#### SOURCE TEXT:
>> Begin

Unrealistic expectation

Pauly was apologetic about missing workouts.  It struck me as being defensive on a subject I had no clue of – I certainly wasn’t judging him in any negative way because I look up to the dude.   He just kind of said it and we all knew this was how he was feeling about things.   You could almost hear his inner voice accusing him – “You don’t workout enough!” or “You’re taking it too easy and not being committed!”.   But now that I think about it, it was ME who created the context when he asked me how the workout went today.

I told him that you get out of it what you put into it and that I could have pushed a little harder – I even said, “I’m a little disappointed in myself”.

Later in the morning, I was chatting with Jenny after sending her a 10-mile double-hill route I had just created – for funsies – in MapMyRun.   She asked if we were going to run it and I laughed, ‘No way’.

“It’s scary for sure.  It’s been humbling and mentally challenging to try and get back to running again – I’m up for that challenge, but it is what it is 😦 “

She came back with a response that shook me, blew me away, got me choked up and smiling at the same time:

“You just need patience.  I remember after I got hurt and my 6 months no running sentance came to an end.  I went to run 3 miles and it SUCKED.  I couldn’t do it without walking….I was so bummed bc I had been working out and cross training.  I thought I’d be in decent running shape.  -my friend and PCP at the time looked me in the eyes and said- “Jenny, your expectations are completely unreasonable and you need to reset them.”

“Blunt and right on point”

It was exactly what I needed to hear.   It would be fair to say that my book-knowledge and my thinking-expectations would have lined up with this, but we all have these emotional-expectations that start with, ‘we should be able to..’ and, ‘you were able to do this easily before!  What’s your problem?’.   But we can’t just spit out the company line about taking time off or building back up gradually from where we are right now – not where we used to be or want to be.

For that, you have to reset that emotional-expectation and fall in love with the process all over again.

How to say this..?

Lately, I’ve really been struggling with a topic that I wanted to write about.  This is probably the fifth time I’ve sat down and started banging out a piece.

How to talk about missed opportunities and taking chances?  Meeting people and climbing out of our shells to do something we have no business doing.  Thinking of all these angles to look at it – the marketing standpoint; that we’re all selling something and our reputation is our “brand” so we have to watch what we say and to whom and strike the right balance of knowing the situation we’re in and what’s appropriate to that given situation – at least, in the context of what it is we want to accomplish or whether we even care.   (“Not caring” is still a kind of advertising message).   For that matter, living ‘authentically’ and being ‘in the moment’ is, in a disgustingly cynical sense, still a chosen modus operendi.

Think about the serendipity of how a seemingly inauspacious encounter might turn someone’s life around in a good way, or completely destroy one’s future.

When driving around, it’s easy to miss all of these side streets and alley-ways.  We’re going at a good clip and they just slip by.  But these are all crossroads and choices that lead to places we haven’t been before, people we haven’t met before or taken the time to engage.  We’re so accustomed and focused on where we’re going, we just don’t consider the possibilities of where life might lead us next if we were to recognize the cascading effect of a timely turn of the wheel, an introduction and smile or word of encouragement to a complete stranger.

>> End

#### WRITTEN PROBLEM 1:
Summarize the post in two sentences.
The rows have no connection to the post.

#### SUPPLIED RECORDS:
>> Begin

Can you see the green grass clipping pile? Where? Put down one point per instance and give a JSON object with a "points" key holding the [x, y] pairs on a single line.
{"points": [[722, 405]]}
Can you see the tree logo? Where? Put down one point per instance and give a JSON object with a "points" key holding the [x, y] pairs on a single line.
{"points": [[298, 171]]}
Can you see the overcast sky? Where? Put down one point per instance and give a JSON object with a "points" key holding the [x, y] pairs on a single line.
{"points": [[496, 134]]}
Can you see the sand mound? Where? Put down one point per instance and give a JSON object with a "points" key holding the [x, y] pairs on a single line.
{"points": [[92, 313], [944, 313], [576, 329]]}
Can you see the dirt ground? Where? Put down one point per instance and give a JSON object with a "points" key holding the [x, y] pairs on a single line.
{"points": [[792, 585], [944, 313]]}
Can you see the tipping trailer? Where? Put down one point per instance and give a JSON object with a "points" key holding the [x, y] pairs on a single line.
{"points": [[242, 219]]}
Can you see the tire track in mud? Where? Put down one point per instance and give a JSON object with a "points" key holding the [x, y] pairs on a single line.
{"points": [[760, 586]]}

>> End
>> Begin

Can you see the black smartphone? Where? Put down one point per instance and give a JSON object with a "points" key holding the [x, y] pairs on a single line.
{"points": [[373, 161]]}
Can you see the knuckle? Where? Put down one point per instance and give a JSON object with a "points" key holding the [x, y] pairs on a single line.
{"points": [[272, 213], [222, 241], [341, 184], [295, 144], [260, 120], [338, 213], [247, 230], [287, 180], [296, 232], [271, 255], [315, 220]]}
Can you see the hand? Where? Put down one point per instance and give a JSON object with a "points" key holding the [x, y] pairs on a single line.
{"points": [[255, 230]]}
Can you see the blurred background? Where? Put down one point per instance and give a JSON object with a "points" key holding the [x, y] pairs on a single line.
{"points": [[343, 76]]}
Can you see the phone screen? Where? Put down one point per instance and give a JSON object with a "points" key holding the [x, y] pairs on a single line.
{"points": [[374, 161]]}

>> End
>> Begin

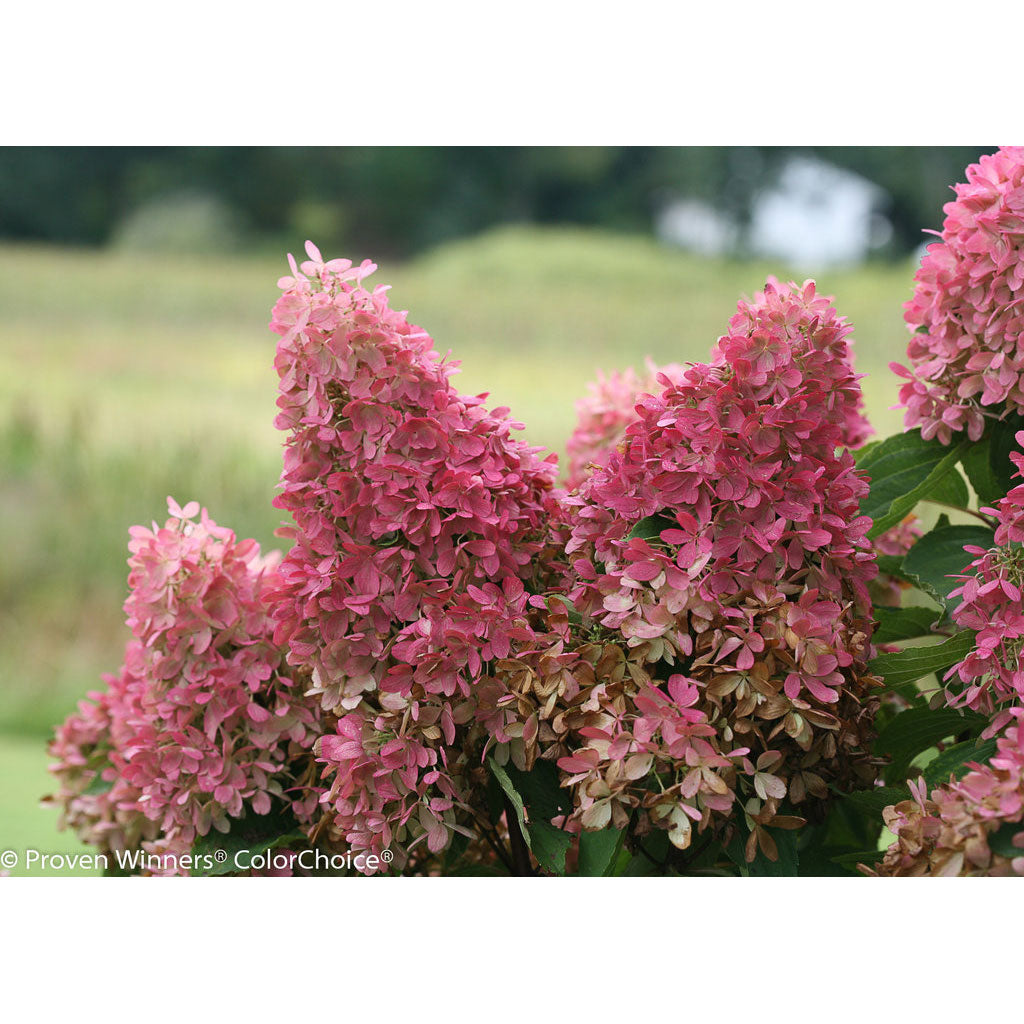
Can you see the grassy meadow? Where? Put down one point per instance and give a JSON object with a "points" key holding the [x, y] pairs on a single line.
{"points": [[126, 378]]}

>> End

#### WRITTEN PROBLEM 2:
Return each row containing the string "trailer", copied in full.

#### FULL RESPONSE 1:
After admitting disappointment in a workout, the writer told Jenny that getting back to running had been humbling, and she replied that after her own six months without running a friend told her to reset her unreasonable expectations. The writer concludes that the emotional expectation must be reset so one can fall in love with the process again, then turns to the struggle of writing about missed opportunities and the side streets we pass while focused on where we're going.

#### FULL RESPONSE 2:
Can you see the tipping trailer? Where? Put down one point per instance and give a JSON object with a "points" key holding the [x, y] pairs on a single line.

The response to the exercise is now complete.